### ARTIKEL

· · · · ·

This document is an excerpt from the EUR-Lex website
Document 62009CJ0269
Leitsätze des Urteils
Leitsätze des Urteils
Rechtssache C-269/09
Europäische Kommission
gegen
Königreich Spanien
„Vertragsverletzung eines Mitgliedstaats — Art. 18 EG, 39 EG und 43 EG — Art. 28 und 31 EWR-Abkommen — Steuerrecht — Steuerpflichtige, die ihren Wohnsitz ins Ausland verlegen — Verpflichtung, sämtliche nicht verrechneten Einkünfte in die Bemessungsgrundlage des letzten Veranlagungszeitraums einzubeziehen — Verlust des gegebenenfalls in der Stundung der Steuerschuld bestehenden Vorteils“
Leitsätze des Urteils
Mitgliedstaaten – Verbliebene Zuständigkeiten – Direkte Besteuerung – Pflicht zur Ausübung dieser Befugnis unter Wahrung des Unionsrechts
Unionsbürgerschaft – Recht, sich im Hoheitsgebiet der Mitgliedstaaten frei zu bewegen und aufzuhalten – Allgemeine Vertragsbestimmung, die in den Bestimmungen über die Freizügigkeit der Arbeitnehmer und die Niederlassungsfreiheit eine besondere Ausprägung erfahren hat
(Art. 18 EG, 39 EG und 43 EG)
Freizügigkeit – Arbeitnehmer – Bestimmungen des Vertrags – Gegenstand – Vorschriften zur Erleichterung der Ausübung von Erwerbstätigkeiten im gesamten Unionsgebiet
Unionsbürgerschaft – Freizügigkeit – Niederlassungsfreiheit – Beschränkungen – Steuerrecht – Steuerpflichtige, die ihren Wohnsitz in einen anderen Mitgliedstaat verlegen – Verpflichtung, sämtliche nicht verrechneten Einkünfte in die Bemessungsgrundlage des letzten Veranlagungszeitraums einzubeziehen – Unzulässigkeit – Rechtfertigung – Effektive Einziehung der Steuerschuld – Wahrung der Aufteilung der Besteuerungsbefugnis zwischen den Mitgliedstaaten – Kohärenz des Steuersystems – Kein Rechtfertigungsgrund
(Art. 18 EG, 39 EG und 43 EG, Richtlinie 2008/55 des Rates)

· · · · ·

### GESTELLTE AUFGABE 1
Stimmen diese Aussagen mit den Leitsätzen zur Rechtssache C-269/09 überein? (a) Das Verfahren berührt auch Bestimmungen des EWR-Abkommens. (b) Die effektive Einziehung der Steuerschuld wird als Rechtfertigungsgrund anerkannt. (c) Eine Richtlinie des Rates wird angeführt. Antworte jeweils mit Ja oder Nein und zitiere die entscheidenden Worte.
### GESTELLTE AUFGABE 2
Welche Artikel werden in den Leitsätzen zur Rechtssache C-269/09 genannt? Führe alle auf, jeweils mit dem zugehörigen Vertrag oder Abkommen.
### GESTELLTE AUFGABE 3
Führe die Leitsätze zur Rechtssache C-269/09 nach ihrer letzten Zeile weiter.
Für die Leitsätze ist das Material ohne Belang.

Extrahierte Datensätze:
· · · · ·

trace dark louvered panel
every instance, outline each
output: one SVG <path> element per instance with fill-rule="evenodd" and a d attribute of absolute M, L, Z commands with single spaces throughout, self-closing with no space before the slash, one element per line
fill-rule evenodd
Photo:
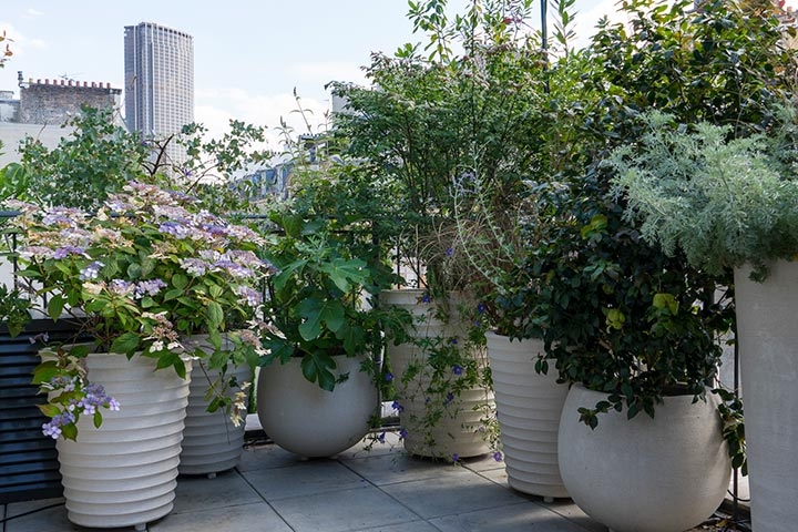
<path fill-rule="evenodd" d="M 0 326 L 0 504 L 47 499 L 62 493 L 55 441 L 42 434 L 47 418 L 37 408 L 44 398 L 30 383 L 41 345 L 31 338 L 47 331 L 50 340 L 69 340 L 69 324 L 35 320 L 11 338 Z"/>

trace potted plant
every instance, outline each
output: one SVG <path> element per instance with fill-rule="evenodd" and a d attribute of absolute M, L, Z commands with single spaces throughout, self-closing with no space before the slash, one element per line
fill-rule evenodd
<path fill-rule="evenodd" d="M 53 346 L 34 372 L 52 418 L 43 430 L 59 439 L 69 519 L 86 526 L 158 519 L 174 499 L 187 370 L 202 356 L 187 354 L 183 338 L 208 335 L 211 368 L 237 361 L 221 338 L 231 313 L 248 316 L 258 305 L 249 283 L 269 272 L 252 253 L 260 241 L 184 194 L 141 182 L 93 215 L 9 204 L 20 211 L 11 222 L 23 239 L 19 275 L 45 297 L 50 318 L 75 320 L 94 339 Z M 110 474 L 116 480 L 104 480 L 109 468 L 120 468 Z"/>
<path fill-rule="evenodd" d="M 385 335 L 407 320 L 376 305 L 395 275 L 352 208 L 368 181 L 342 160 L 296 161 L 293 196 L 269 209 L 265 229 L 264 255 L 278 273 L 266 283 L 257 413 L 278 446 L 329 457 L 372 427 Z"/>
<path fill-rule="evenodd" d="M 636 149 L 613 154 L 614 183 L 647 242 L 709 274 L 734 268 L 751 518 L 756 530 L 782 530 L 798 516 L 785 482 L 798 473 L 789 458 L 798 434 L 785 423 L 798 405 L 789 377 L 798 369 L 795 111 L 786 108 L 767 136 L 659 113 L 645 124 Z"/>
<path fill-rule="evenodd" d="M 769 6 L 630 2 L 623 8 L 628 24 L 600 24 L 583 54 L 583 101 L 563 109 L 573 125 L 567 133 L 579 141 L 552 152 L 562 162 L 546 200 L 554 216 L 525 260 L 542 282 L 529 300 L 544 330 L 543 361 L 572 385 L 560 424 L 563 481 L 586 513 L 615 530 L 684 530 L 703 521 L 726 493 L 724 449 L 736 466 L 744 449 L 739 412 L 703 400 L 716 400 L 708 390 L 720 361 L 717 335 L 734 317 L 728 291 L 716 287 L 729 283 L 641 238 L 640 222 L 624 218 L 625 200 L 611 191 L 614 171 L 602 161 L 618 145 L 636 145 L 645 133 L 638 116 L 652 108 L 681 122 L 734 124 L 740 135 L 769 127 L 789 79 L 776 73 L 791 64 Z M 686 385 L 686 399 L 672 397 L 673 385 Z M 705 440 L 712 443 L 675 441 L 686 432 L 674 424 L 679 416 L 667 413 L 672 402 L 696 417 L 708 408 L 702 427 L 712 430 Z M 658 422 L 667 423 L 669 448 L 710 456 L 695 457 L 696 466 L 651 458 L 656 447 L 645 434 Z M 613 433 L 623 436 L 608 442 Z M 706 468 L 699 481 L 685 480 L 698 463 Z M 671 481 L 679 487 L 672 492 L 665 474 L 677 472 L 686 477 Z M 607 477 L 618 473 L 624 478 Z M 600 490 L 596 482 L 624 488 Z"/>

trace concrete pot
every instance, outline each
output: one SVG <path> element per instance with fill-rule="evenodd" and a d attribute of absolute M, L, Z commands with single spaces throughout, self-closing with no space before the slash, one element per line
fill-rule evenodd
<path fill-rule="evenodd" d="M 144 530 L 173 508 L 190 379 L 137 355 L 90 354 L 85 365 L 121 408 L 103 411 L 100 429 L 82 417 L 78 441 L 58 440 L 68 519 Z"/>
<path fill-rule="evenodd" d="M 377 412 L 377 387 L 360 371 L 360 358 L 336 357 L 337 375 L 349 378 L 326 391 L 301 374 L 300 358 L 260 368 L 257 416 L 266 436 L 283 449 L 307 458 L 338 454 L 369 430 Z"/>
<path fill-rule="evenodd" d="M 567 386 L 556 383 L 555 371 L 535 372 L 542 340 L 510 341 L 493 332 L 485 336 L 508 483 L 544 499 L 569 497 L 557 460 Z"/>
<path fill-rule="evenodd" d="M 751 521 L 780 532 L 798 523 L 798 262 L 749 274 L 735 270 Z"/>
<path fill-rule="evenodd" d="M 591 430 L 580 407 L 606 396 L 573 386 L 560 421 L 560 472 L 573 501 L 614 532 L 682 532 L 720 505 L 732 475 L 715 396 L 666 397 L 656 416 L 600 415 Z"/>
<path fill-rule="evenodd" d="M 453 315 L 444 324 L 434 316 L 434 306 L 422 300 L 423 290 L 402 289 L 380 293 L 380 305 L 408 310 L 416 323 L 418 338 L 463 338 L 466 328 Z M 484 410 L 493 408 L 493 390 L 473 387 L 463 390 L 447 405 L 441 418 L 430 427 L 426 422 L 430 405 L 427 389 L 432 382 L 432 369 L 426 364 L 428 352 L 413 344 L 386 347 L 387 358 L 393 371 L 398 402 L 402 410 L 399 421 L 406 430 L 405 450 L 411 454 L 431 458 L 478 457 L 490 451 L 483 432 Z M 485 349 L 473 349 L 473 356 L 482 368 L 488 366 Z M 419 371 L 407 385 L 402 376 L 411 365 L 420 365 Z M 452 376 L 452 378 L 456 378 Z M 442 398 L 441 398 L 442 399 Z"/>
<path fill-rule="evenodd" d="M 187 340 L 186 347 L 196 346 L 206 352 L 213 352 L 207 338 L 195 337 Z M 223 349 L 229 349 L 229 342 L 223 344 Z M 235 377 L 238 383 L 252 382 L 252 371 L 248 367 L 229 367 L 225 379 Z M 211 386 L 218 381 L 219 371 L 203 368 L 194 362 L 191 379 L 191 393 L 186 410 L 185 430 L 183 431 L 183 451 L 181 452 L 181 474 L 206 474 L 215 477 L 216 473 L 227 471 L 238 466 L 244 449 L 244 433 L 246 431 L 246 412 L 242 416 L 242 423 L 236 427 L 224 409 L 208 412 L 207 393 Z M 227 397 L 233 397 L 241 388 L 228 388 Z"/>

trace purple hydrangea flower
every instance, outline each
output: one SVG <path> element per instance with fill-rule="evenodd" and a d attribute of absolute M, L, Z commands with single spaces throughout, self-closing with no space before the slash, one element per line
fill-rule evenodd
<path fill-rule="evenodd" d="M 162 288 L 166 288 L 166 283 L 161 279 L 140 280 L 136 283 L 133 294 L 136 299 L 141 299 L 144 296 L 156 295 Z"/>
<path fill-rule="evenodd" d="M 185 225 L 180 224 L 177 222 L 171 222 L 171 221 L 164 222 L 163 224 L 161 224 L 161 226 L 158 227 L 158 231 L 161 233 L 172 235 L 176 238 L 186 238 L 187 236 L 191 235 L 191 231 L 188 229 L 188 227 L 186 227 Z"/>
<path fill-rule="evenodd" d="M 96 279 L 98 275 L 100 275 L 100 268 L 103 267 L 103 264 L 100 260 L 94 260 L 85 268 L 81 269 L 79 278 L 81 280 L 92 280 Z"/>
<path fill-rule="evenodd" d="M 53 253 L 53 258 L 66 258 L 70 255 L 85 255 L 85 249 L 75 246 L 59 247 Z"/>
<path fill-rule="evenodd" d="M 181 259 L 181 268 L 185 269 L 188 275 L 200 277 L 207 272 L 207 264 L 198 258 L 183 258 Z"/>

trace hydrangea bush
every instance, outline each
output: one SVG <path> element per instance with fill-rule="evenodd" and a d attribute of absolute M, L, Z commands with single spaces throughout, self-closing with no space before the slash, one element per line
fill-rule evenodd
<path fill-rule="evenodd" d="M 224 369 L 254 367 L 263 354 L 254 334 L 229 330 L 256 316 L 259 283 L 273 273 L 254 253 L 265 241 L 252 229 L 185 194 L 135 181 L 93 214 L 9 203 L 21 213 L 12 222 L 23 243 L 20 276 L 52 319 L 74 319 L 94 344 L 59 347 L 37 368 L 34 382 L 49 395 L 47 434 L 74 439 L 81 415 L 100 426 L 100 407 L 119 408 L 81 365 L 92 349 L 152 357 L 158 369 L 171 366 L 182 377 L 186 355 Z M 195 334 L 208 335 L 213 354 L 186 352 L 183 339 Z M 233 350 L 222 349 L 223 335 Z M 223 387 L 212 409 L 232 402 Z"/>

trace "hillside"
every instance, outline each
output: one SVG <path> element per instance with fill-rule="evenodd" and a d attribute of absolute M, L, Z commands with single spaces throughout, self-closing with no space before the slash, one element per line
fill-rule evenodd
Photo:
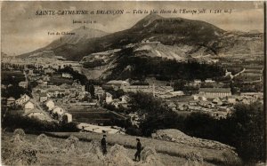
<path fill-rule="evenodd" d="M 174 50 L 190 48 L 182 56 L 220 55 L 232 52 L 262 51 L 263 34 L 226 32 L 205 21 L 182 18 L 163 18 L 150 14 L 129 29 L 107 35 L 96 29 L 80 28 L 77 35 L 62 37 L 44 48 L 20 57 L 44 51 L 53 51 L 56 56 L 80 60 L 84 56 L 113 49 L 121 49 L 130 43 L 158 42 L 170 49 L 166 57 L 179 57 Z M 245 39 L 245 40 L 244 40 Z M 166 49 L 165 49 L 166 50 Z M 155 54 L 155 52 L 152 52 Z M 178 51 L 180 53 L 180 51 Z M 157 54 L 157 52 L 156 52 Z M 175 55 L 177 54 L 177 55 Z"/>
<path fill-rule="evenodd" d="M 239 165 L 240 160 L 227 149 L 214 150 L 140 138 L 142 161 L 134 162 L 134 137 L 108 135 L 103 156 L 95 133 L 47 133 L 39 136 L 3 133 L 2 161 L 8 165 Z M 53 136 L 53 137 L 51 137 Z"/>
<path fill-rule="evenodd" d="M 65 35 L 62 37 L 53 41 L 50 44 L 44 48 L 37 49 L 32 52 L 21 54 L 20 58 L 27 58 L 32 55 L 43 54 L 43 52 L 52 52 L 53 56 L 61 56 L 68 59 L 77 59 L 77 56 L 79 55 L 80 47 L 88 41 L 104 36 L 108 33 L 89 28 L 82 26 L 77 29 L 70 31 L 74 35 Z"/>

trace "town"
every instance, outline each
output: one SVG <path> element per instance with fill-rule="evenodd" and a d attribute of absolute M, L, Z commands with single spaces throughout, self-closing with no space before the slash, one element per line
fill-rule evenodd
<path fill-rule="evenodd" d="M 226 63 L 222 65 L 227 67 Z M 226 118 L 237 103 L 263 102 L 263 87 L 258 91 L 240 91 L 242 87 L 234 87 L 231 82 L 245 75 L 247 81 L 249 76 L 260 80 L 252 81 L 248 86 L 263 84 L 262 68 L 245 71 L 240 67 L 239 73 L 232 74 L 228 67 L 221 81 L 206 78 L 167 82 L 148 76 L 142 83 L 127 79 L 93 84 L 88 83 L 81 67 L 78 62 L 61 57 L 53 60 L 44 57 L 3 59 L 2 109 L 42 121 L 78 123 L 83 131 L 125 134 L 125 129 L 111 120 L 127 120 L 138 127 L 144 118 L 137 112 L 126 111 L 131 107 L 130 93 L 152 95 L 178 115 L 201 112 L 216 119 Z M 17 89 L 20 89 L 20 96 L 13 96 L 12 91 Z"/>

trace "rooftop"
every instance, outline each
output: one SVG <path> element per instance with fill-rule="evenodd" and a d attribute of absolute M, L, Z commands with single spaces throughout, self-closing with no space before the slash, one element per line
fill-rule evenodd
<path fill-rule="evenodd" d="M 230 93 L 231 88 L 199 88 L 199 92 L 218 92 L 218 93 Z"/>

· · · · ·

### ENDGÜLTIGE ANTWORT 1
(a) Ja: „Art. 28 und 31 EWR-Abkommen“
(b) Nein: „Kein Rechtfertigungsgrund“
(c) Ja: „Richtlinie 2008/55 des Rates“

### ENDGÜLTIGE ANTWORT 2
Art. 18 EG, Art. 39 EG, Art. 43 EG, Art. 28 EWR-Abkommen, Art. 31 EWR-Abkommen

### ENDGÜLTIGE ANTWORT 3
Unionsbürgerschaft – Recht, sich im Hoheitsgebiet der Mitgliedstaaten frei zu bewegen und aufzuhalten – Nationale Vorschriften, die einen Staatsangehörigen eines Mitgliedstaats daran hindern oder davon abhalten, seinen Herkunftsstaat zu verlassen – Unzulässigkeit – Erforderliche Rechtfertigung, die auf objektive, von der Staatsangehörigkeit der Betroffenen unabhängige Erwägungen des Allgemeininteresses gestützt ist
Völkerrechtliche Verträge – Abkommen über die Schaffung des Europäischen Wirtschaftsraums – Freizügigkeit – Niederlassungsfreiheit – Steuerrecht – Steuerpflichtiger, der seinen Wohnsitz in einen Vertragsstaat des genannten Abkommens verlegt – Verpflichtung zur Einbeziehung sämtlicher nicht verrechneten Einkünfte in die Besteuerungsgrundlage des letzten Veranlagungszeitraums – Beschränkung – Rechtfertigung – Effektive Einziehung der Steuerschuld – Voraussetzungen
(Art. 28 und 31 EWR-Abkommen)
Siehe Text der Entscheidung.
(vgl. Randnr. 47)
Siehe Text der Entscheidung.
(vgl. Randnr. 49)
Siehe Text der Entscheidung.
(vgl. Randnr. 51)
Ein Mitgliedstaat verstößt gegen seine Verpflichtungen aus den Art. 18 EG, 39 EG und 43 EG, wenn er eine Rechtsvorschrift erlässt und beibehält, nach der Steuerpflichtige, die ihren Wohnsitz in einen anderen Mitgliedstaat verlegen, dazu verpflichtet sind, sämtliche nicht verrechneten Einkünfte in die Besteuerungsgrundlage ihres letzten Veranlagungszeitraums als gebietsansässige Steuerpflichtige einzubeziehen.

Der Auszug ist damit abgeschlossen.